_TEXTO EXTRAÍDO_:
++++++++++++++++++++
Ebooks ainda longe de conquistar os brasileiros

Altos preços e escassez de títulos é barreira para crescimento do mercado. 45% da população desconhece novidade, diz pesquisa

 

Demorou, mas elas chegaram! Quase simultaneamente, as livrarias da Amazon, Google e Apple começaram suas vendas no Brasil com a promessa de alavancar o mercado de livros digitais no país. Mas, qual será o impacto na leitura do brasileiro com a possível popularização do ebook?
Nos Estados Unidos, o maior consumidor de tablets e e-readers do mundo, as pessoas que possuem o aparelho estão lendo mais do que aquelas que leem apenas livros impressos. Segundo a pesquisa do Pew Internet Project, os leitores digitais consumiram, em média, 13 títulos por ano, contra seis de papel. 
De acordo com o professor de Comunicação da UFG (Universidade Federal de Goiás), César Viana, o sucesso dos livros digitais se deve aos diversos recursos que eles oferecem. “Você tem a possibilidade de não só virar páginas, mas de entrar profundamente dentro dos tópicos que você queira dentro do próprio e-book. Você sublinha, marca, vai de um capítulo a outro só com um clique e aí surgem novas formas de literatura, de escrita e até outras maneiras de lidar com o livro”, explica. 
O ebook também é acessível em vários dispositivos como tablets, computadores e smartphones, pode ser atualizado remotamente e é de fácil distribuição, elementos que podem ajudar a formar um novo público leitor. “Ele não tem frete e você consegue baixar na hora sem nem precisar ir à livraria. Temos aí uma nova oferta que pode alcançar um público muito maior”, completa Erick Cardoso, editor de livros digitais da Editora Globo.
++++++++++++++++++++
_DADOS_:
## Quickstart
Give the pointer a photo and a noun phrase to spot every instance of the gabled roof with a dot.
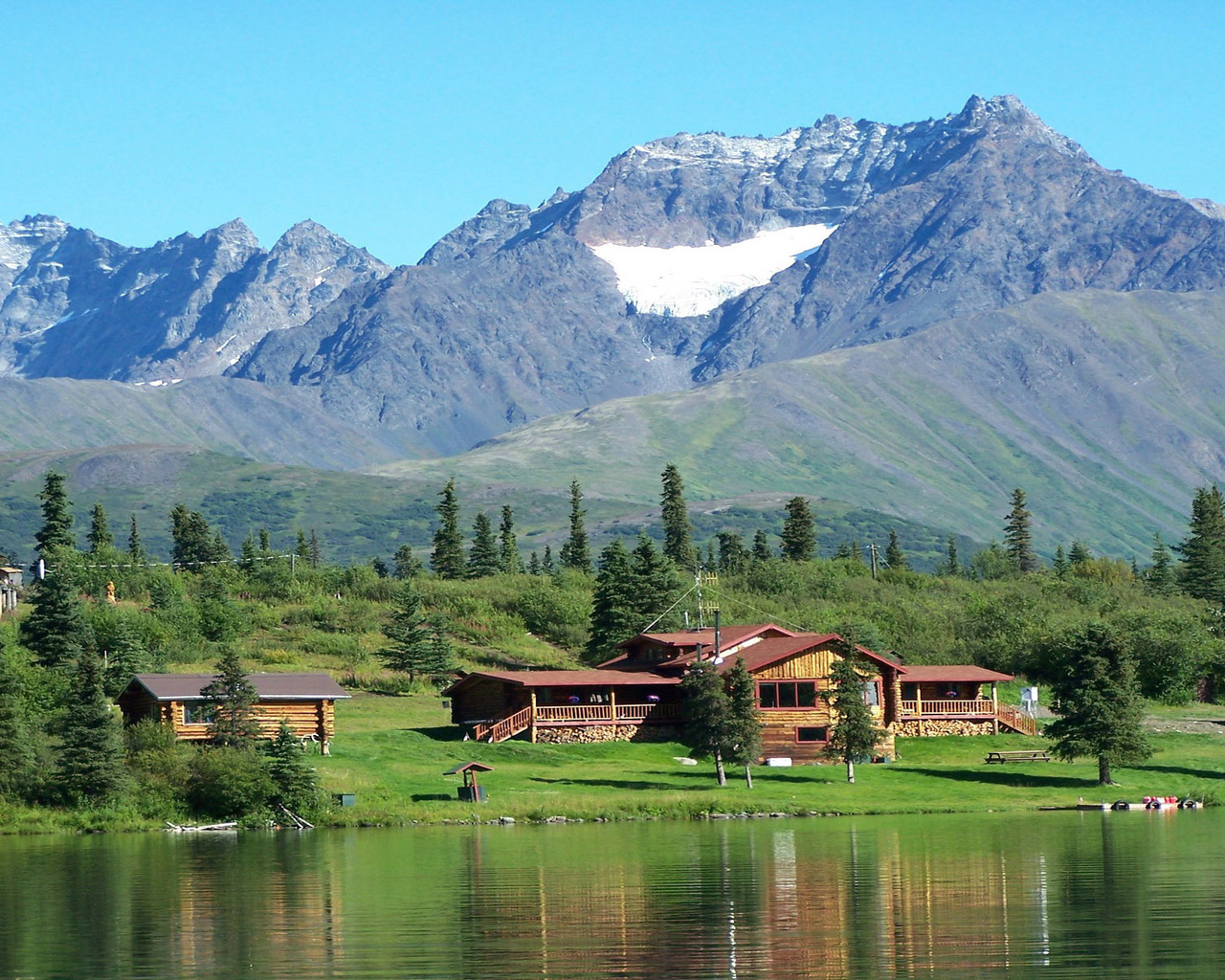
++++++++++++++++++++
_TAREFAS E EXERCÍCIOS_:
[A] Liste as empresas cujas livrarias começaram a vender no Brasil, segundo o texto sobre ebooks.
[B] Por favor, reescreva em forma de lista o parágrafo do texto sobre ebooks que começa com "Nos Estados Unidos", mantendo os fatos principais.
A listagem não tem nenhum papel nesta atividade.

_RESULTADOS ESPERADOS_:
[A] Amazon, Google e Apple

[B]
- Os Estados Unidos são o maior consumidor de tablets e e-readers do mundo.
- Lá, quem possui o aparelho lê mais do que quem lê apenas livros impressos.
- Segundo o Pew Internet Project, os leitores digitais consumiram em média 13 títulos por ano, contra seis de papel.